#### [WHAT IS ASKED]
List each line of the data below that contains the string "ornament", treating uppercase and lowercase as distinct.

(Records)
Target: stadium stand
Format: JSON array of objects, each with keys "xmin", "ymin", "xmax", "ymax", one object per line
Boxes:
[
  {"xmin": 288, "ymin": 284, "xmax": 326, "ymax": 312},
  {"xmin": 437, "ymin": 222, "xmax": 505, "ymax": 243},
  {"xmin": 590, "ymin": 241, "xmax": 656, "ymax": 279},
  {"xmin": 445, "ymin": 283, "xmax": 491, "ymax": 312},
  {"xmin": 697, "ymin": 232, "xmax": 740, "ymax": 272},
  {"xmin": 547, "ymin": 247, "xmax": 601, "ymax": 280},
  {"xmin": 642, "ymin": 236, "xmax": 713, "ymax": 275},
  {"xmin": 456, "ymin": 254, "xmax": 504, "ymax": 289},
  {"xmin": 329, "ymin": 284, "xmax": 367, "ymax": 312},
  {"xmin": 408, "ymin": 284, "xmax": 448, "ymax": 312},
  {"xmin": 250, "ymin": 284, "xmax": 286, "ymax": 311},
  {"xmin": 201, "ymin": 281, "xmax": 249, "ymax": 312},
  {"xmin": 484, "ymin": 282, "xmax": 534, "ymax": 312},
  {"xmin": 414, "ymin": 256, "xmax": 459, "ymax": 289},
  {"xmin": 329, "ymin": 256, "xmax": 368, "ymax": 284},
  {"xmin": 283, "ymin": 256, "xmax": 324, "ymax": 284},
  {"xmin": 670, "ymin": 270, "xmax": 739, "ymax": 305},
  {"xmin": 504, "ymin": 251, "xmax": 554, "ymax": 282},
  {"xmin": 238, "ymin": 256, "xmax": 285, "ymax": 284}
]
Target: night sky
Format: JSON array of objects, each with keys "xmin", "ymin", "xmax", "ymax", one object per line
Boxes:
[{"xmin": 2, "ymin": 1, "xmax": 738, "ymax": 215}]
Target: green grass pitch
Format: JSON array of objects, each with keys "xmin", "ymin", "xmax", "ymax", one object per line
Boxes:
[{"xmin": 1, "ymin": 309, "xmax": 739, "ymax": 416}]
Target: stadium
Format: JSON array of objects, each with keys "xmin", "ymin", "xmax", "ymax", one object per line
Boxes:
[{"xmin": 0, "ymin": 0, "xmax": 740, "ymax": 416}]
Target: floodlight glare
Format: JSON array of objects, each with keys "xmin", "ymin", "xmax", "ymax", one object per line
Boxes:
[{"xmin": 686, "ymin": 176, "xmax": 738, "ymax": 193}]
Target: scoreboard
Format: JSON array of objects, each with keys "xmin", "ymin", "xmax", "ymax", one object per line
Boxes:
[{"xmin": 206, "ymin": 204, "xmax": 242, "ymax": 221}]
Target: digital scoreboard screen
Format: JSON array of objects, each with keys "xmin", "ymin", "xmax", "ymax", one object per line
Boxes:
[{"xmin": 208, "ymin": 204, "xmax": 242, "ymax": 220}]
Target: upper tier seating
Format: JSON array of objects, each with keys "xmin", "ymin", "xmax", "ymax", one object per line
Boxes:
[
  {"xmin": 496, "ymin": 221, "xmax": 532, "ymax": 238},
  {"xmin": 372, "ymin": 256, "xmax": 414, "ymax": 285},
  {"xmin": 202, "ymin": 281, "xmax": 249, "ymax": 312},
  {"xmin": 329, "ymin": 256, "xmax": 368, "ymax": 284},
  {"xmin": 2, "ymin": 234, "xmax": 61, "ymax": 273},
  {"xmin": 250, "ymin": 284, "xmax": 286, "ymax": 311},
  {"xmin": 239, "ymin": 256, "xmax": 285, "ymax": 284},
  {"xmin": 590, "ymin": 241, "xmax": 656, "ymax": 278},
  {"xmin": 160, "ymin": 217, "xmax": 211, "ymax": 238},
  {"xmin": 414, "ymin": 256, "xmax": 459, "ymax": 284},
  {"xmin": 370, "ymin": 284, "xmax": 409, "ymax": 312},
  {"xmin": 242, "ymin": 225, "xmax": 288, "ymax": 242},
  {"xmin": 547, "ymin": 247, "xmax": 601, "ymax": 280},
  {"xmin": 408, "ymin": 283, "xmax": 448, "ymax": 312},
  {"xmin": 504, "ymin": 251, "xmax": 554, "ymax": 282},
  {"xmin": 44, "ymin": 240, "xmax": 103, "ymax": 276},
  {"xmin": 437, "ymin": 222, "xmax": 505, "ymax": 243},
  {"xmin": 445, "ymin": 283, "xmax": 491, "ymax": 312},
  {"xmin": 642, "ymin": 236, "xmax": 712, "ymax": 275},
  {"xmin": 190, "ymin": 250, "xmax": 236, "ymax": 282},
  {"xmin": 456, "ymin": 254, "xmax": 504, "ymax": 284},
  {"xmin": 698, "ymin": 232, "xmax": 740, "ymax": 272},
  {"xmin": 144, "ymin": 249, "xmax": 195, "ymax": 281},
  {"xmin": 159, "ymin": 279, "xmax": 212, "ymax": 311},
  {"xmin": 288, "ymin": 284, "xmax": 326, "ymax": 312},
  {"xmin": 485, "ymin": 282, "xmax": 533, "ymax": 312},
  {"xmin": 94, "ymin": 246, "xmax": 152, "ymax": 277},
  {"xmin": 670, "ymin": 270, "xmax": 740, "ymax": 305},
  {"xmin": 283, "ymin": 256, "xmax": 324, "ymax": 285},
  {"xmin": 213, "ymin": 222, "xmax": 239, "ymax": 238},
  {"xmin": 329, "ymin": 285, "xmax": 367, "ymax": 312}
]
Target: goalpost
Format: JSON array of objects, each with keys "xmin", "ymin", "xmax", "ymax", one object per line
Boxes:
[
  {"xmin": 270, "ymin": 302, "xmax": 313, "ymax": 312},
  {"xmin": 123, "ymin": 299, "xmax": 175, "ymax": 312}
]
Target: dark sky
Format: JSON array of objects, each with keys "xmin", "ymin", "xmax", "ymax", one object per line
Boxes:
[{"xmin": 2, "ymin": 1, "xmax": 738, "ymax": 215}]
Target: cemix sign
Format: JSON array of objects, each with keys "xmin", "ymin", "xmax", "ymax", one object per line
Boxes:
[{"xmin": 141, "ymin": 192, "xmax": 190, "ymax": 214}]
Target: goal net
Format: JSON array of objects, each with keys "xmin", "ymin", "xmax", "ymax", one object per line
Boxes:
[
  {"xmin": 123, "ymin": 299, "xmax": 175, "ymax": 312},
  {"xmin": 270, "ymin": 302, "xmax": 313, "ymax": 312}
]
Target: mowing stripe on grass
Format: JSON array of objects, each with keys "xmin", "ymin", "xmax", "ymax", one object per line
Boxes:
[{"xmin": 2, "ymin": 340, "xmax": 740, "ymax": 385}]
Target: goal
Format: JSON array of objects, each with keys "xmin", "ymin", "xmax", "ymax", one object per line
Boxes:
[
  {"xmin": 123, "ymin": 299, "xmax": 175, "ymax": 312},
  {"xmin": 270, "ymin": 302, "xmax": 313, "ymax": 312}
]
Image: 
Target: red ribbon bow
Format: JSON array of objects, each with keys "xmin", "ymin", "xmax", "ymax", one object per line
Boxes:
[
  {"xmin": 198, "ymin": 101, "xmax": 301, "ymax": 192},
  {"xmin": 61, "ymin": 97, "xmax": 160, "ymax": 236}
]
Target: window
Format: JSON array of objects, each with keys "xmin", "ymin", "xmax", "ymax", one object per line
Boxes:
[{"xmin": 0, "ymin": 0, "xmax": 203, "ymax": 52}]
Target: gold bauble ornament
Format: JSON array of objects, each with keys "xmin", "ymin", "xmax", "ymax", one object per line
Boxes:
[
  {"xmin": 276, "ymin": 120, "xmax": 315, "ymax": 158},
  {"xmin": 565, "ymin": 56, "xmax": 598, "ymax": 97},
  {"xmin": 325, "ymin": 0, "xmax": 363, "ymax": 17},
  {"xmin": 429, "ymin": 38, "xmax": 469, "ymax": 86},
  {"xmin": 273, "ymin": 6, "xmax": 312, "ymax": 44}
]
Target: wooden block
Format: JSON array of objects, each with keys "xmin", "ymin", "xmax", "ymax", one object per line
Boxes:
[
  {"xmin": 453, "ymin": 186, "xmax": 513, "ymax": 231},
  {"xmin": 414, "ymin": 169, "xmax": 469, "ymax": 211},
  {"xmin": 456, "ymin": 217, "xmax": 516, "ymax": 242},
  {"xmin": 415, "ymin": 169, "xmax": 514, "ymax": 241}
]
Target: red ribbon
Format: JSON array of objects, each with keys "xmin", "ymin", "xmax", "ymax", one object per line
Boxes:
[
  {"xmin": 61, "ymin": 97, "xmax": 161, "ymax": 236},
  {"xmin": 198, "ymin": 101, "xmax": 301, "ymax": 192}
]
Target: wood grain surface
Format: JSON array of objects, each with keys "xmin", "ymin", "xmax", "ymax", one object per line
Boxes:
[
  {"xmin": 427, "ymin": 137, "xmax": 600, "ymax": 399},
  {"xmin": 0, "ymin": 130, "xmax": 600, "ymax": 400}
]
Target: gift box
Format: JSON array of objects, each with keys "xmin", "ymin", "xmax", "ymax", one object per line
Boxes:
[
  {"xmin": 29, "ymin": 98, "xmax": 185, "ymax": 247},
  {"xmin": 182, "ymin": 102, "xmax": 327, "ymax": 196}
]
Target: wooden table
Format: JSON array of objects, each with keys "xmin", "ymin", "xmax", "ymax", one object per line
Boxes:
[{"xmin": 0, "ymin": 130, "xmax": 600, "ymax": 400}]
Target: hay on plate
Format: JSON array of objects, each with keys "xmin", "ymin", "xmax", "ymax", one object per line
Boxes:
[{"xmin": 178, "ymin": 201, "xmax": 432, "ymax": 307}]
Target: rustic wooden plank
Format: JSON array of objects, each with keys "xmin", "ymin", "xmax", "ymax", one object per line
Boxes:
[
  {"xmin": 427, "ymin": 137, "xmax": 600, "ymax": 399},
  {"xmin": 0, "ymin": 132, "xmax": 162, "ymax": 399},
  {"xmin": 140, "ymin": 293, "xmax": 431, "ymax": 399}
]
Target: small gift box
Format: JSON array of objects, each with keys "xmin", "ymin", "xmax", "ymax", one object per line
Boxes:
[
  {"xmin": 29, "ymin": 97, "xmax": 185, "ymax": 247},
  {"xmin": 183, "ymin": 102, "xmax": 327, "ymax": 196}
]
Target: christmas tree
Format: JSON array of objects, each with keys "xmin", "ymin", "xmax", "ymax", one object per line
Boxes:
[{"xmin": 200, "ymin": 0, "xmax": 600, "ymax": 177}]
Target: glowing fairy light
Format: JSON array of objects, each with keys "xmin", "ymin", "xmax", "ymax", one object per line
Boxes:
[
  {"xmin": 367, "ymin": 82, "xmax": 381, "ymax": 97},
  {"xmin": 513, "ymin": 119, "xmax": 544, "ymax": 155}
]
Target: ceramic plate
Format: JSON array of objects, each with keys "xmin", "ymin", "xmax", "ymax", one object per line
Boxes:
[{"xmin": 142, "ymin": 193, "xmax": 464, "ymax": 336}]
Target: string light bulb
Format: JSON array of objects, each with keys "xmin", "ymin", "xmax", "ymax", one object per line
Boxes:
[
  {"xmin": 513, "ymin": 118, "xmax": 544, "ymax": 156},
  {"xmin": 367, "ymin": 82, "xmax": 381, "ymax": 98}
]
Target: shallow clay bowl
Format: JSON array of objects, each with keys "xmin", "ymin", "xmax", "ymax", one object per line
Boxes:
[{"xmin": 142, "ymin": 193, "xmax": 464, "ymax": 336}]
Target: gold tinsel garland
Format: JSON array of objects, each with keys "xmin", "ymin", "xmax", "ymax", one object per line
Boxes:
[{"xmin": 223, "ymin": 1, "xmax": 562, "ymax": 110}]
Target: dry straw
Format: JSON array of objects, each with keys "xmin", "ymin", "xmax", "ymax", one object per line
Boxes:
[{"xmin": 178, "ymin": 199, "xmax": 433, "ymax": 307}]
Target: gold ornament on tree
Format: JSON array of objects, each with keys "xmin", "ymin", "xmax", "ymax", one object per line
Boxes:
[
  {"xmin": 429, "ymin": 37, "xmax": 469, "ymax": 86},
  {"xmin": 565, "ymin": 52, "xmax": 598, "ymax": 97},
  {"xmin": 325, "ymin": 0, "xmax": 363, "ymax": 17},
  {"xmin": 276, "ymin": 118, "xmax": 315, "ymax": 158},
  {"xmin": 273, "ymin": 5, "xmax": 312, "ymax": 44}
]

#### [OUTPUT]
Target: gold bauble ornament
Target: gold ornament on tree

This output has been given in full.